### [Text block]
-- begin --
Metadata-Version: 2.4
Name: cendat
Version: 0.4.3
Summary: A helper library for exploring and fetching data from the U.S. Census Bureau API.
Project-URL: Homepage, https://github.com/mostlyunoriginal/cendat
Project-URL: Bug Tracker, https://github.com/mostlyunoriginal/cendat/issues
Author-email: "G. Lance Couzens" <lance.couzens@gmail.com>
License-File: LICENSE
Classifier: License :: OSI Approved :: MIT License
Classifier: Operating System :: OS Independent
Classifier: Programming Language :: Python :: 3
Requires-Python: >=3.9
Requires-Dist: requests
Provides-Extra: all
Requires-Dist: pandas; extra == 'all'
Requires-Dist: polars; extra == 'all'
Provides-Extra: pandas
Requires-Dist: pandas; extra == 'pandas'
Provides-Extra: polars
Requires-Dist: polars; extra == 'polars'
Description-Content-Type: text/markdown

# cendat: A Python Helper for the Census API

## Introduction

`cendat` is a Python library designed to simplify the process of exploring and retrieving data from the U.S. Census Bureau’s API. It provides a high-level, intuitive workflow for discovering available datasets, filtering geographies and variables, and fetching data concurrently.
-- end --
Records from an annotation dataset
-- begin --
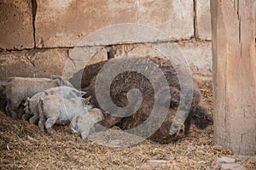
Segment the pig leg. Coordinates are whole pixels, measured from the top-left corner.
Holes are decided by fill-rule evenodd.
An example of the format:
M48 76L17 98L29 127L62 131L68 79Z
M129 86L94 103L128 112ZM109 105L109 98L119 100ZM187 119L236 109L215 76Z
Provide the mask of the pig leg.
M9 101L7 101L7 105L6 105L6 107L5 107L5 111L6 111L6 114L7 116L11 116L11 113L9 111Z
M15 111L14 108L15 108L15 107L14 106L14 105L12 104L12 102L8 99L7 100L7 105L6 105L6 107L5 107L6 114L8 116L11 116L14 119L17 119L18 118L18 115Z
M31 115L25 112L25 114L22 116L22 120L26 121L26 120L28 120L30 117L31 117Z
M45 123L45 117L44 116L40 116L39 122L38 122L38 127L39 127L41 132L44 132L44 123Z
M55 131L51 128L55 123L57 119L58 119L58 117L49 117L46 120L44 124L45 124L45 128L46 128L48 133L49 133L49 134L54 133Z
M31 124L36 124L36 122L37 122L37 121L38 121L38 119L39 119L38 114L35 114L33 116L32 116L29 119L29 122Z
M81 133L81 137L82 137L83 140L86 140L89 133L90 133L89 129Z

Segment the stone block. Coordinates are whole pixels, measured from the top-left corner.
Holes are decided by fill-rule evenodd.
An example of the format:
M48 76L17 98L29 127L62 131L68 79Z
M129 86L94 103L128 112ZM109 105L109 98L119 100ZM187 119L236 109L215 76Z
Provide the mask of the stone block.
M196 0L196 21L199 39L212 40L210 0Z
M2 0L0 16L0 48L34 47L31 0Z
M0 79L9 76L49 77L62 75L67 51L65 49L0 53Z
M157 29L166 37L152 36L152 31L136 26L124 26L121 29L126 29L127 35L119 26L108 29L124 23L147 25L147 29ZM138 35L136 42L189 39L194 35L193 23L193 0L38 0L36 44L38 48L74 47L90 35L98 37L91 37L83 46L108 45L132 41L133 32ZM94 34L99 29L101 36Z

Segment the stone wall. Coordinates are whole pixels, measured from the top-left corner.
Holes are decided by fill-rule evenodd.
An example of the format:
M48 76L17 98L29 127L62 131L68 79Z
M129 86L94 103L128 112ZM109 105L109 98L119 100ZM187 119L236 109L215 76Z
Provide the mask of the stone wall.
M96 54L90 63L129 54L159 55L148 48L155 44L175 45L193 73L210 75L209 4L210 0L0 0L0 79L62 75L67 60L73 63L70 68L81 66L80 55ZM77 46L83 53L73 59Z

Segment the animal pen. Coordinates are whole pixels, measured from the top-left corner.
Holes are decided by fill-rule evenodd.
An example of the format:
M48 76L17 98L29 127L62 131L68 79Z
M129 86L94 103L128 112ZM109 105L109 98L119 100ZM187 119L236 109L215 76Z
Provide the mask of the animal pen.
M0 169L256 169L255 7L0 0Z

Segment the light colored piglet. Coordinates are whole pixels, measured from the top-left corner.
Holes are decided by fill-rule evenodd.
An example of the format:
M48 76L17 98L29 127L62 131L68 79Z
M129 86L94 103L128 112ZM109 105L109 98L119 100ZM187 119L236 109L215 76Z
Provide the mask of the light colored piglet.
M47 132L52 134L54 133L52 126L55 122L58 122L58 124L70 122L73 116L86 110L84 100L86 101L88 99L73 98L67 99L55 95L39 97L38 126L40 130L44 132L45 127Z
M94 125L103 120L104 116L100 109L93 108L75 116L69 125L72 133L81 133L83 139L86 139L90 133L95 131Z
M52 76L49 78L31 78L31 77L10 77L9 82L4 85L4 93L7 98L6 112L13 118L18 117L17 109L27 97L43 92L50 88L58 86L73 85L61 76Z
M28 117L32 117L29 119L29 122L32 124L36 123L36 122L39 119L39 112L38 112L38 99L39 97L45 97L46 95L56 95L61 98L65 98L67 99L81 97L84 95L85 92L81 92L77 90L74 88L61 86L56 88L52 88L45 90L44 92L40 92L33 95L32 98L27 98L25 106L25 114L22 116L23 120L28 119Z

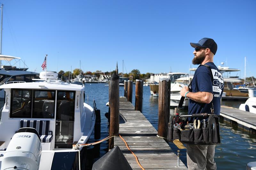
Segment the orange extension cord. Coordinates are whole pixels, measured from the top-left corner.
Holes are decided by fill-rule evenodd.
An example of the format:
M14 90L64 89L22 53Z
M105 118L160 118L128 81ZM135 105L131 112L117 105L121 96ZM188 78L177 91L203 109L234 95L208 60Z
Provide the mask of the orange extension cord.
M95 144L99 144L101 142L102 142L103 141L105 141L105 140L108 140L108 139L110 139L110 138L111 138L111 137L114 137L115 136L112 136L111 137L109 137L109 136L108 136L108 137L105 137L104 139L102 139L102 140L100 140L100 141L98 141L98 142L94 142L93 143L92 143L91 144L79 144L79 146L80 145L81 145L81 146L80 146L80 147L84 147L84 146L91 146L91 145L94 145ZM129 146L128 146L128 144L127 144L127 143L126 143L126 142L125 141L125 140L124 139L124 138L122 137L121 136L121 135L120 135L120 134L119 134L119 137L120 137L120 138L121 139L122 139L122 140L124 141L124 143L125 144L125 145L126 145L126 147L127 148L128 150L129 151L130 151L132 153L132 155L133 155L133 156L134 156L134 157L135 157L135 159L136 159L136 161L137 162L137 163L138 164L139 166L140 166L140 168L141 168L141 169L143 169L143 170L145 170L145 169L144 169L144 168L140 164L140 162L139 161L139 159L138 159L138 158L137 157L137 156L136 156L136 155L134 154L134 153L133 152L132 152L132 150L130 149L130 148L129 147Z
M125 144L125 145L126 145L126 147L127 147L127 148L128 149L128 150L130 151L131 152L132 152L132 155L133 155L134 157L135 157L135 159L136 159L136 161L137 162L137 163L138 164L139 166L140 166L141 169L143 169L143 170L145 170L145 169L144 169L141 164L140 163L140 162L139 161L139 159L138 159L137 156L136 156L136 155L132 152L132 150L130 149L130 148L129 147L129 146L128 146L128 144L127 144L126 141L125 141L125 140L124 139L124 138L122 137L121 136L121 135L120 135L120 134L119 134L119 137L120 137L120 138L122 139L124 142L124 143Z

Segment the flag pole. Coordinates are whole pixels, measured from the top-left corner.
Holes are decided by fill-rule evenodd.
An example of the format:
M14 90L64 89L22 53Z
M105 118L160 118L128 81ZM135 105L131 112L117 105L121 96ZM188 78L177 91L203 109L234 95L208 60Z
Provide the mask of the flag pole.
M47 78L46 77L46 72L47 71L47 62L46 62L46 60L47 60L47 55L46 54L45 55L45 81L47 81Z

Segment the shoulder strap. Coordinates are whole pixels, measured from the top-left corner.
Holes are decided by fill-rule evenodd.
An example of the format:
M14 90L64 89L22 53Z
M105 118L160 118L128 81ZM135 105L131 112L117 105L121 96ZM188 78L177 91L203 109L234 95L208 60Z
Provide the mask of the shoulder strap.
M209 65L207 65L207 64L200 64L198 67L199 67L201 65L203 65L204 66L205 66L208 68L209 70L209 71L210 72L210 74L211 74L211 79L212 79L212 82L213 82L213 76L212 75L212 69L211 68L211 67L210 67ZM198 68L197 67L197 68ZM194 79L194 77L193 77L193 78L192 79L192 80L191 80L191 81L190 82L190 83L188 85L188 87L189 88L190 86L190 85L191 85L191 84L192 83L192 81L193 80L193 79ZM180 102L179 103L179 105L178 106L178 107L180 108L181 108L182 107L182 105L183 105L183 103L184 102L184 100L185 99L185 97L181 97L181 98L180 98ZM213 106L212 106L212 107L213 108Z

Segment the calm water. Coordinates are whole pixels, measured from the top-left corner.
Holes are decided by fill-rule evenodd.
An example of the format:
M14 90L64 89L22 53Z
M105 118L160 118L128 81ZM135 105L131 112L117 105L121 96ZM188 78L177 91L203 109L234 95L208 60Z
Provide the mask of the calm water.
M124 96L124 87L120 87L120 95ZM135 86L133 85L132 104L135 102ZM150 94L149 87L143 87L143 113L153 126L157 130L158 123L158 98L153 97ZM108 136L107 129L108 120L104 115L108 111L106 103L108 101L108 87L105 84L86 84L85 85L85 101L92 106L95 100L97 107L100 110L101 115L101 138ZM243 101L223 101L222 104L237 107ZM170 111L173 114L174 110ZM187 110L181 112L187 113ZM0 115L0 116L1 116ZM244 169L248 162L256 161L256 134L243 131L237 129L237 126L232 126L223 122L220 124L220 137L221 144L217 145L215 150L214 160L218 169ZM96 141L92 135L89 143ZM169 143L172 149L177 154L178 149L172 143ZM86 169L91 169L93 163L106 154L108 150L106 141L100 144L88 147L87 149ZM181 151L180 158L187 164L185 150Z
M104 114L108 111L105 106L108 100L108 87L104 84L86 84L85 102L92 106L93 100L97 103L97 107L100 110L101 120L101 138L107 136L107 119ZM119 95L124 96L124 87L120 87ZM135 86L133 85L132 104L134 105ZM149 86L143 87L143 113L153 126L157 130L158 124L158 98L153 97L150 94ZM237 107L243 101L223 101L222 104ZM244 102L244 101L243 102ZM181 112L187 113L183 110ZM174 113L174 109L170 111ZM215 150L214 160L218 169L244 169L246 164L250 162L256 161L256 134L249 133L238 129L237 126L231 126L230 124L220 124L220 137L221 144L217 145ZM89 143L95 141L93 135L90 138ZM178 148L172 143L169 144L173 151L176 153ZM100 149L99 152L99 149ZM108 150L106 142L102 143L96 147L88 148L87 155L90 158L87 162L87 169L90 169L92 164L105 154ZM181 159L187 164L185 150L181 151ZM89 156L87 157L89 157Z

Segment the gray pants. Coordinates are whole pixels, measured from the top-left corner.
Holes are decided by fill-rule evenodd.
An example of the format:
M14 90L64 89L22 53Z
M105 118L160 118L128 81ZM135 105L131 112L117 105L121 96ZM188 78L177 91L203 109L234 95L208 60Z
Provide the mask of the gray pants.
M215 145L187 145L188 170L216 170Z

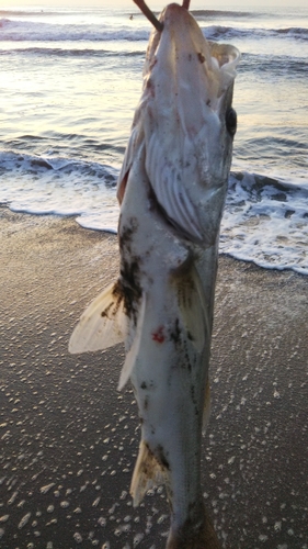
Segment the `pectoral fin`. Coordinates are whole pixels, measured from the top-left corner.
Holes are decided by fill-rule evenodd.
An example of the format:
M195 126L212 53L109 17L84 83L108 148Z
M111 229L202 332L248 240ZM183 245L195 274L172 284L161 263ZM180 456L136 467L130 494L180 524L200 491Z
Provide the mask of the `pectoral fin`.
M107 287L82 314L70 340L69 352L106 349L124 340L126 315L117 283Z
M141 440L130 484L134 507L141 503L148 490L164 482L166 472L163 468L158 463L145 440Z

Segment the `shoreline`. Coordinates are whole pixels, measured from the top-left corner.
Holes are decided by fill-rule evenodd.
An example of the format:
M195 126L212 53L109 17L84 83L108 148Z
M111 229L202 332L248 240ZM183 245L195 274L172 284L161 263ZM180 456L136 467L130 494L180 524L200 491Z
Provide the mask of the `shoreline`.
M139 433L130 386L116 391L123 347L67 350L117 276L116 236L7 208L0 234L3 548L162 548L164 492L137 509L128 494ZM219 256L202 467L225 548L308 548L307 290L303 274Z

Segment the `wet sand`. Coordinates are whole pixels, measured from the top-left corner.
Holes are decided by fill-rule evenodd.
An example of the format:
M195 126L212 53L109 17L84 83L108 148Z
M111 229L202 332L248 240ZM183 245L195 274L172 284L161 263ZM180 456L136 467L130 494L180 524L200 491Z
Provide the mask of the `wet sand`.
M164 491L134 509L139 429L123 348L70 356L117 274L113 235L0 209L0 546L162 549ZM308 278L219 258L203 486L225 548L308 548Z

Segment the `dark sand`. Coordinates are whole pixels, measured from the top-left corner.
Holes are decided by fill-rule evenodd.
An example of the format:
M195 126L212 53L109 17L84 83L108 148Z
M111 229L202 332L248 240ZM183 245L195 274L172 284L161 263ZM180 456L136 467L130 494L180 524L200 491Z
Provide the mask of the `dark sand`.
M0 547L161 549L159 489L133 509L139 432L117 346L69 356L117 273L116 237L0 209ZM308 548L308 278L220 257L203 485L226 548ZM135 545L134 545L135 544Z

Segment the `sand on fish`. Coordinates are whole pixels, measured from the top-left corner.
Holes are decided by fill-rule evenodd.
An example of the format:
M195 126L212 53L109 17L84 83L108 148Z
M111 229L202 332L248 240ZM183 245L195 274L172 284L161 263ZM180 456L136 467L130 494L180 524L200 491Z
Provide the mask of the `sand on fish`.
M0 209L0 545L164 547L164 491L134 509L132 388L121 345L70 356L117 276L114 235ZM223 547L308 547L308 278L219 258L203 488Z

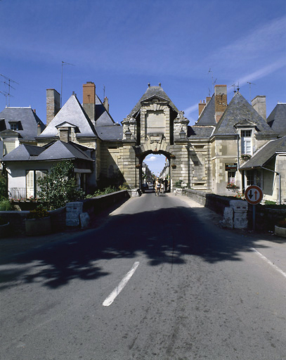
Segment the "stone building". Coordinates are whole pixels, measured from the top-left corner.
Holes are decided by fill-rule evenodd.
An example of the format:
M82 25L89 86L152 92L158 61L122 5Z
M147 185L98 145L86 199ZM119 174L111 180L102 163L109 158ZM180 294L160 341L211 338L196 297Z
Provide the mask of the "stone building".
M144 159L152 153L166 157L171 191L181 181L195 190L232 195L228 184L242 193L256 184L265 189L265 199L286 202L286 104L278 104L266 120L265 96L249 104L236 91L228 104L226 86L216 85L190 126L161 84L148 84L120 125L93 82L83 85L82 105L73 94L60 109L59 98L56 90L47 90L47 126L36 140L39 146L59 141L82 146L90 157L91 171L83 172L89 193L123 181L134 191L140 188Z

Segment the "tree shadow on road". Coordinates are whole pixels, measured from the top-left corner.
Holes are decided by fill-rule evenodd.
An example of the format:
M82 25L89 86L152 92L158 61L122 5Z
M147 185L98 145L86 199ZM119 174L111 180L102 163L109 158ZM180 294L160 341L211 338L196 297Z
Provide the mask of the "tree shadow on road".
M151 266L183 265L187 257L209 264L240 261L254 240L214 225L210 214L203 207L179 206L110 216L97 229L11 259L1 266L0 290L18 281L56 289L75 278L94 280L109 274L98 265L102 259L143 255Z

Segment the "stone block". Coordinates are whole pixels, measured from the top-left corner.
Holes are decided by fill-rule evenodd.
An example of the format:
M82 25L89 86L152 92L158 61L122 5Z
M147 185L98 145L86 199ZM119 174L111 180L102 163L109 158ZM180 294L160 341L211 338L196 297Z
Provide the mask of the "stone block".
M82 213L83 203L80 201L68 202L65 205L67 226L78 226L79 225L79 214Z
M79 221L82 228L87 228L89 226L90 217L87 212L79 214Z

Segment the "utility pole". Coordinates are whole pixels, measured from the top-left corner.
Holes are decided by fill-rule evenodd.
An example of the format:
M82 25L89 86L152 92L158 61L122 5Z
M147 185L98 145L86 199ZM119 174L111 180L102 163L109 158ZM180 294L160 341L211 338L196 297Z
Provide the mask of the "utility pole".
M11 96L12 96L12 95L11 94L11 88L15 90L15 87L13 87L12 85L11 84L11 83L13 82L14 84L18 84L18 85L19 85L19 84L16 82L14 82L14 80L12 80L12 79L10 79L9 77L7 77L6 76L4 75L3 74L0 74L0 76L1 76L2 77L4 77L5 79L6 79L8 81L8 82L6 82L5 81L1 82L8 86L8 92L7 91L4 91L4 92L0 91L0 92L3 95L4 95L6 98L6 106L7 106L7 98L8 98L8 106L10 108L10 98L11 98Z
M70 63L65 63L65 61L62 61L62 77L60 81L60 108L62 108L63 101L63 68L65 65L71 65L72 66L75 66L74 64L70 64Z
M208 74L209 74L209 72L212 74L212 93L214 94L214 84L216 84L217 79L216 79L214 81L214 76L212 75L212 70L210 68L209 68Z
M251 87L252 85L256 85L254 82L247 82L247 84L249 84L249 104L252 103L252 96L251 96Z

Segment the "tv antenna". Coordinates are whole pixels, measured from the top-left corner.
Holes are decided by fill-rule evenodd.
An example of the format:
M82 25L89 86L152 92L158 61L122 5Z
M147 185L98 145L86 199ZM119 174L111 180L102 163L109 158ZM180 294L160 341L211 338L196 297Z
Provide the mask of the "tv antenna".
M251 87L252 87L252 85L256 85L256 84L254 84L254 82L247 82L247 84L249 84L249 104L251 104L252 103L252 94L251 94L252 89L251 89Z
M237 91L240 91L240 83L238 82L238 85L236 85L235 84L233 84L232 85L230 85L230 87L233 87L233 92L234 93L236 93Z
M212 72L212 69L210 68L209 68L208 74L209 74L209 72L212 74L212 92L214 93L214 84L216 84L217 79L215 79L214 80L213 72ZM210 96L211 95L209 94L209 96Z
M74 64L71 64L70 63L66 63L65 61L62 61L62 77L60 81L60 108L62 107L62 100L63 100L63 68L65 65L71 65L72 66L75 66Z
M8 82L6 82L5 81L1 82L4 83L6 85L8 86L8 91L4 91L4 92L0 91L0 92L3 95L4 95L6 96L6 106L7 106L7 98L8 98L8 106L10 108L10 98L11 98L11 96L13 97L11 95L11 89L12 88L14 90L15 90L15 87L13 87L11 83L13 82L14 84L18 84L18 85L19 85L19 84L18 82L14 82L14 80L12 80L12 79L10 79L9 77L7 77L6 76L4 75L3 74L0 74L0 76L4 77Z

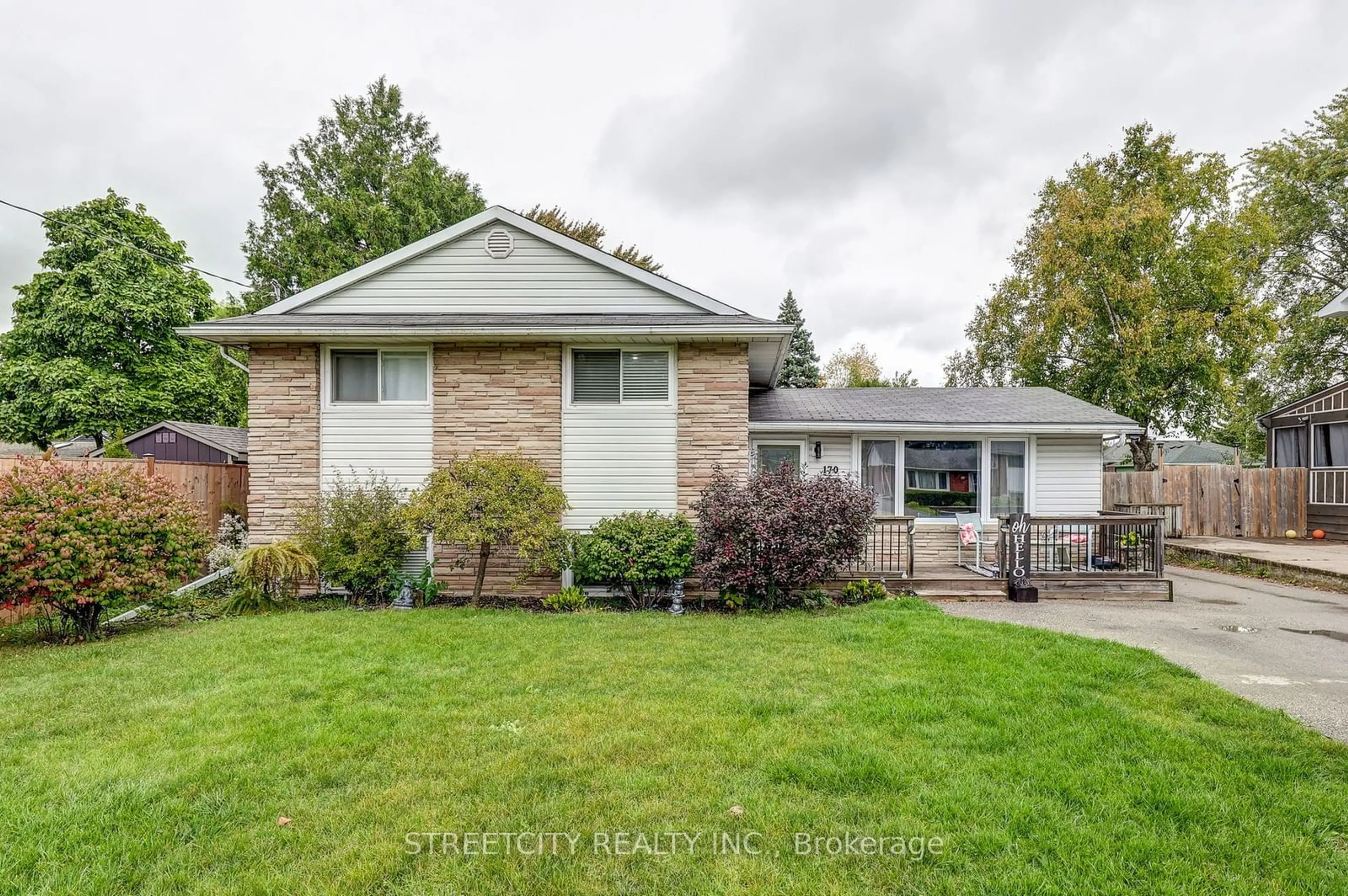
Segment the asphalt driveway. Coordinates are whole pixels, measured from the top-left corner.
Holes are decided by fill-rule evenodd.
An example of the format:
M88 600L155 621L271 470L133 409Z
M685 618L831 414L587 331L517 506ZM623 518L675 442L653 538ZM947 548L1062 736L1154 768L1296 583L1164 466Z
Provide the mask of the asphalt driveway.
M999 622L1153 649L1242 697L1348 742L1348 594L1170 567L1173 604L950 602ZM1308 633L1316 632L1316 633Z

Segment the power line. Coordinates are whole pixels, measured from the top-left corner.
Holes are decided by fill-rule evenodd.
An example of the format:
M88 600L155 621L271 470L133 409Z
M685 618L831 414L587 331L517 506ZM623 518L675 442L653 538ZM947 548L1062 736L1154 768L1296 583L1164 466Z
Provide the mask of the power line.
M106 240L108 243L116 243L117 245L124 245L128 249L135 249L136 252L144 252L150 257L158 259L159 261L164 261L166 264L175 264L175 265L178 265L181 268L187 268L189 271L195 271L197 274L201 274L204 276L216 278L217 280L224 280L225 283L233 283L235 286L241 286L245 290L251 290L252 288L251 284L241 283L239 280L235 280L233 278L226 278L226 276L221 276L218 274L212 274L210 271L206 271L204 268L193 267L193 265L187 264L186 261L174 261L170 257L162 256L158 252L151 252L150 249L147 249L144 247L140 247L140 245L136 245L135 243L127 243L125 240L119 240L117 237L108 236L106 233L96 233L94 230L89 230L88 228L82 228L78 224L70 224L69 221L62 221L61 218L54 218L54 217L51 217L49 214L43 214L42 212L34 212L32 209L26 209L22 205L15 205L13 202L7 202L4 199L0 199L0 205L7 205L11 209L18 209L19 212L27 212L28 214L35 214L39 218L42 218L43 221L50 221L53 224L59 224L61 226L70 228L71 230L80 230L85 236L92 236L92 237L94 237L97 240Z

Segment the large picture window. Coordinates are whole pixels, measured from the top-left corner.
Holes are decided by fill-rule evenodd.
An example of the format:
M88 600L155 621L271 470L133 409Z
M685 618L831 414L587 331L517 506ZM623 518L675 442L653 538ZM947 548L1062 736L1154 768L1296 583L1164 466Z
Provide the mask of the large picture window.
M861 485L875 492L875 512L894 516L894 441L861 441Z
M1348 423L1316 426L1316 466L1348 466Z
M670 353L666 349L572 350L572 404L667 402Z
M344 404L425 402L426 352L332 350L332 400Z
M903 443L903 513L918 517L979 513L983 442Z
M1279 426L1274 428L1273 465L1306 466L1306 427Z

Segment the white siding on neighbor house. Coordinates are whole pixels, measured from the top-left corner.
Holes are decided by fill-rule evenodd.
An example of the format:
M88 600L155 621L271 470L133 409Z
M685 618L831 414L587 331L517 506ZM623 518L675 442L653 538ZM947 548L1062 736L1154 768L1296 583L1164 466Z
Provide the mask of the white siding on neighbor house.
M1041 435L1035 439L1034 512L1099 513L1099 435Z
M380 313L706 313L534 236L504 228L515 251L493 259L484 228L408 259L293 314Z
M332 485L337 477L365 480L373 474L387 476L400 488L419 486L433 469L431 403L334 404L330 360L326 350L322 356L318 416L321 484Z
M678 509L678 396L659 403L572 404L570 349L562 361L562 490L566 528L588 530L628 511Z

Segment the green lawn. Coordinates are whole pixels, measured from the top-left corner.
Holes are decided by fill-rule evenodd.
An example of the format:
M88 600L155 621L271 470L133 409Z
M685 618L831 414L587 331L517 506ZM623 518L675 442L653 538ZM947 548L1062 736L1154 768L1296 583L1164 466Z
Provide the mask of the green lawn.
M1348 748L1151 653L913 601L3 648L0 749L23 893L1348 892ZM419 831L580 839L411 854ZM620 831L701 839L596 853ZM797 831L944 845L797 856Z

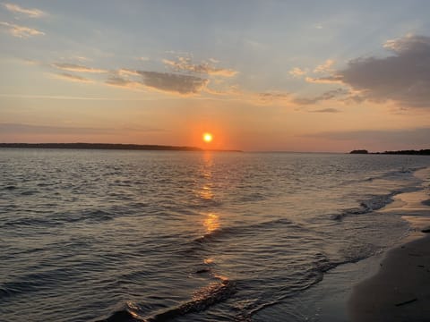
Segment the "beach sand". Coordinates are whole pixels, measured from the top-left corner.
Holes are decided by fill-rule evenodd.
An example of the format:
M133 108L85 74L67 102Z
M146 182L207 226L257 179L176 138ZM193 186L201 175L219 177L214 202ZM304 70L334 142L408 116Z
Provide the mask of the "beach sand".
-- end --
### [Problems]
1. Under which license is the cendat package released, according to its package description?
2. Write the next part of the cendat package description, picking up after its final sentence.

### [Task responses]
1. The MIT License.

2.
The library handles the complexities of the Census API’s structure, such as geographic hierarchies and inconsistent product naming, allowing you to focus on getting the data you need.

## Workflow

The library is designed around a simple, four-step “List -> Set -> Get -> Convert” workflow:

1.  **List**: Use the `list_*` methods (`list_products`, `list_geos`, `list_variables`) with patterns to explore what’s available and filter down to what you need.
2.  **Set**: Use the `set_*` methods (`set_products`, `set_geos`, `set_variables`) to lock in your selections. You can call these methods without arguments to use the results from your last “List” call.
3.  **Get**: Call the `get_data()` method to build and execute all the necessary API calls. This method handles complex geographic requirements automatically and utilizes thread pooling for speed.
4.  **Convert & Analyze**: Use the `to_polars()` or `to_pandas()` methods on the response object to get your data in a ready-to-use DataFrame format. The response object also includes a powerful `tabulate()` method for quick, Stata-like frequency tables.

---

# Installation

You can install `cendat` using pip.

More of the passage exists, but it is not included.